A block of data:
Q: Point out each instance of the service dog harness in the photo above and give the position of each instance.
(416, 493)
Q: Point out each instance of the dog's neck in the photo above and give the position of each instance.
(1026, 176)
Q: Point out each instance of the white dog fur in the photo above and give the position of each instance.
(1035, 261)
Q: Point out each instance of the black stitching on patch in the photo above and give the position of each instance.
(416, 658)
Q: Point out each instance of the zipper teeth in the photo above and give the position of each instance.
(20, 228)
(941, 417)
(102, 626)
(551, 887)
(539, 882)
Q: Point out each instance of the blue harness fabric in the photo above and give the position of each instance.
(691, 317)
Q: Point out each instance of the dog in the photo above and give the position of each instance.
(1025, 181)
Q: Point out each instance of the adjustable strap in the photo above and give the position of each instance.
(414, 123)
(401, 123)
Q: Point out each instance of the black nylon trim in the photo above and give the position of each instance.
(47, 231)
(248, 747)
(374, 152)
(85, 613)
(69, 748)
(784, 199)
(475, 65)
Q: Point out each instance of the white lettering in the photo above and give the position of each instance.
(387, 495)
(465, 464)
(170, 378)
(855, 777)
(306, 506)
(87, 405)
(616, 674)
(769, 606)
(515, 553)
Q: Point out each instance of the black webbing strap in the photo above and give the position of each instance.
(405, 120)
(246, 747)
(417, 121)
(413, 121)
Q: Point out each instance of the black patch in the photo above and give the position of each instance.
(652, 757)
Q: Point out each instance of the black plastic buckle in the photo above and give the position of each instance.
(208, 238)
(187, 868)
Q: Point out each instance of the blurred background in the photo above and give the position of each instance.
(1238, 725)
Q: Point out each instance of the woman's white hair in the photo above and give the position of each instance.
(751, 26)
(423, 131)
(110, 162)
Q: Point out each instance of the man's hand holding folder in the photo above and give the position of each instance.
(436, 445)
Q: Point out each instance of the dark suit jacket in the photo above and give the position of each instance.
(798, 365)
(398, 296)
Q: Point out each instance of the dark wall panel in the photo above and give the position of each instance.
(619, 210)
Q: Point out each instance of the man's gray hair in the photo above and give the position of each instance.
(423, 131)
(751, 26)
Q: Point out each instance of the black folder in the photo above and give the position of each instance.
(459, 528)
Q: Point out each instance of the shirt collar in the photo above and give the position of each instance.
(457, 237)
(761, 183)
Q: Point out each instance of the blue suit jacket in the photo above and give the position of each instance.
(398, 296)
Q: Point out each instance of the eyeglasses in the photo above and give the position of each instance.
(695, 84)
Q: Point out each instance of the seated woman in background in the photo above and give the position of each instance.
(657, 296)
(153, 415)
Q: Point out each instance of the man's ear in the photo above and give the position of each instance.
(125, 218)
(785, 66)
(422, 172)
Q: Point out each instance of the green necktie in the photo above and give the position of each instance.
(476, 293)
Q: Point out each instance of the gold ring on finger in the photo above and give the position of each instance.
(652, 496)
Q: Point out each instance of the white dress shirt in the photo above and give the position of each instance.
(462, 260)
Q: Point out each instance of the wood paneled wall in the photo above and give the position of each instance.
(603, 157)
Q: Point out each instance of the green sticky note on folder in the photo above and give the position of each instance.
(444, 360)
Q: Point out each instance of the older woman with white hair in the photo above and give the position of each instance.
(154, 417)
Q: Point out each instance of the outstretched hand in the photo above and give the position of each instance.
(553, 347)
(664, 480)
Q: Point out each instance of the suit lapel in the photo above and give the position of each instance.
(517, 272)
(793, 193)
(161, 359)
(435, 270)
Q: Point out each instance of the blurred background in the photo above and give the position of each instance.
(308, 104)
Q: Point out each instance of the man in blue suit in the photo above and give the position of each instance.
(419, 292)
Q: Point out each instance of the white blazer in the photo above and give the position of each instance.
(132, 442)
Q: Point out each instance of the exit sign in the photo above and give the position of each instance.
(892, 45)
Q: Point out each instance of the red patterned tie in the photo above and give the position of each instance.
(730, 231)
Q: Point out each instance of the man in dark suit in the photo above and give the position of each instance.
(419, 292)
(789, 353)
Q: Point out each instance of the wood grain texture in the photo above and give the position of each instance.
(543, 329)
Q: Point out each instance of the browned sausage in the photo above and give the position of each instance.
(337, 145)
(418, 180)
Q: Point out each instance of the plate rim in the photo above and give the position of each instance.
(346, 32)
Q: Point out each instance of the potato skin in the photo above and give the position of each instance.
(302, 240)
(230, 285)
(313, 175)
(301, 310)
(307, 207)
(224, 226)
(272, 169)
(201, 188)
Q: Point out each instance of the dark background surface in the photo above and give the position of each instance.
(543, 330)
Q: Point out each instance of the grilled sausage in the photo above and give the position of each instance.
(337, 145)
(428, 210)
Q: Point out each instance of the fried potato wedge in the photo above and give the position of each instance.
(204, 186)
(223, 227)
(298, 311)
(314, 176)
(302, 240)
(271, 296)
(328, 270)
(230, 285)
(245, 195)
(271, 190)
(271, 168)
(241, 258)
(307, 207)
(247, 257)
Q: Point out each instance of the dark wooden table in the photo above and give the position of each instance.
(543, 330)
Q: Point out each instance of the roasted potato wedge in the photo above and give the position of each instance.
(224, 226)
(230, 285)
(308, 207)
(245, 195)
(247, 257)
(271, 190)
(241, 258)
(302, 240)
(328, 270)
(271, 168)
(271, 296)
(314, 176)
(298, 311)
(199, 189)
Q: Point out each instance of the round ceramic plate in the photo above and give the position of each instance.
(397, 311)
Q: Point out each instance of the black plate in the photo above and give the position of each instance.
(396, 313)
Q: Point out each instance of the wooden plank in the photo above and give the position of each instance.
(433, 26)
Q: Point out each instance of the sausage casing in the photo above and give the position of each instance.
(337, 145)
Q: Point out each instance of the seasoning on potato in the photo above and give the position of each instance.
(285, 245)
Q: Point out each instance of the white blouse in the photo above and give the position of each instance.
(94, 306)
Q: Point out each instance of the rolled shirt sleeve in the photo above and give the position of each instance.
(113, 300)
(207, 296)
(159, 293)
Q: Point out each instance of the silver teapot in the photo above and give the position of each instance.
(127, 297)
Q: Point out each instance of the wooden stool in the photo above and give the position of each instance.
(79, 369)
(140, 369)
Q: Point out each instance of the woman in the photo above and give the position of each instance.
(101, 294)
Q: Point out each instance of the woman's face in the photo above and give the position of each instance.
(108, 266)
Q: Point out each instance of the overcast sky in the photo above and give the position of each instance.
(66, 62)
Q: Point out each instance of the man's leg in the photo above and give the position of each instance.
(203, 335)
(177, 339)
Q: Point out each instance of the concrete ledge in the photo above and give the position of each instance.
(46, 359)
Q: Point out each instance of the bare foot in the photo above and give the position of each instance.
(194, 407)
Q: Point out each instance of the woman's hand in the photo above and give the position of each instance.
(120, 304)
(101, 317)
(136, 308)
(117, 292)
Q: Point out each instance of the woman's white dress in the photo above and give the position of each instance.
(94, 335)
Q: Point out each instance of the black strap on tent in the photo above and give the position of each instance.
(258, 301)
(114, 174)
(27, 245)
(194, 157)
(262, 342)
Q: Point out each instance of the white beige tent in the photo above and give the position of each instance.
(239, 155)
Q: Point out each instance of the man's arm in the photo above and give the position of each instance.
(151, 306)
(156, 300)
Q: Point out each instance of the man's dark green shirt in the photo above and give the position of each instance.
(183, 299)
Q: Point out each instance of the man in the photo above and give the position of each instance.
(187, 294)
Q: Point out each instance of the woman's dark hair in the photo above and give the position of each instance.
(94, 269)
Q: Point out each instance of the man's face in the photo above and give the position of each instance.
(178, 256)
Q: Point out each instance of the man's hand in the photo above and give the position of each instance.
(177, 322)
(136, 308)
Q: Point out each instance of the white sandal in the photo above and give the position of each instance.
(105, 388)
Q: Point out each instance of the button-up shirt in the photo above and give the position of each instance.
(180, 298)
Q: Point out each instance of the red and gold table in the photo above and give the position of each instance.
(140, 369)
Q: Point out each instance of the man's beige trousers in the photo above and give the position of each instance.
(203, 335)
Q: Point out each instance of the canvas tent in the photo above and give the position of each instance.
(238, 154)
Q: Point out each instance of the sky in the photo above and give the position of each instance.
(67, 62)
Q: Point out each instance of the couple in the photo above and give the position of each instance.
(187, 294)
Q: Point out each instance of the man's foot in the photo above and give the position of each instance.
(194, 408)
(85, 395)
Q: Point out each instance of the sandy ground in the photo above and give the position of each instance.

_Exercise description_:
Locate "Q: Point out each instance of the white sandal" in the material, then quote the line that contains it and all lines after it through the final one.

_Answer to this problem_:
Q: Point out each instance of the white sandal in the photo above and give the position of each instance.
(105, 388)
Q: Point out each instance of the button-up shirt in the photo above and give the position of each instance.
(180, 298)
Q: Point out each instance of the red and gold table in the photo above and give the position of each instance.
(140, 369)
Q: Point out each instance of the man's beige trousers in the photo above and give the position of each instance.
(203, 335)
Q: Point out each instance of the canvas tent in the photo above and give the position of each instance.
(238, 154)
Q: Point out each instance of the sky in the photo above and give the position of each instance.
(67, 62)
Q: Point out each instance of the couple in the photo above and give the position of each instance.
(187, 294)
Q: Point out each instance of the man's foot in the photo above and give the position of each instance.
(194, 408)
(85, 395)
Q: Point out each instance of the sandy ground in the photo above and give the position of each instance.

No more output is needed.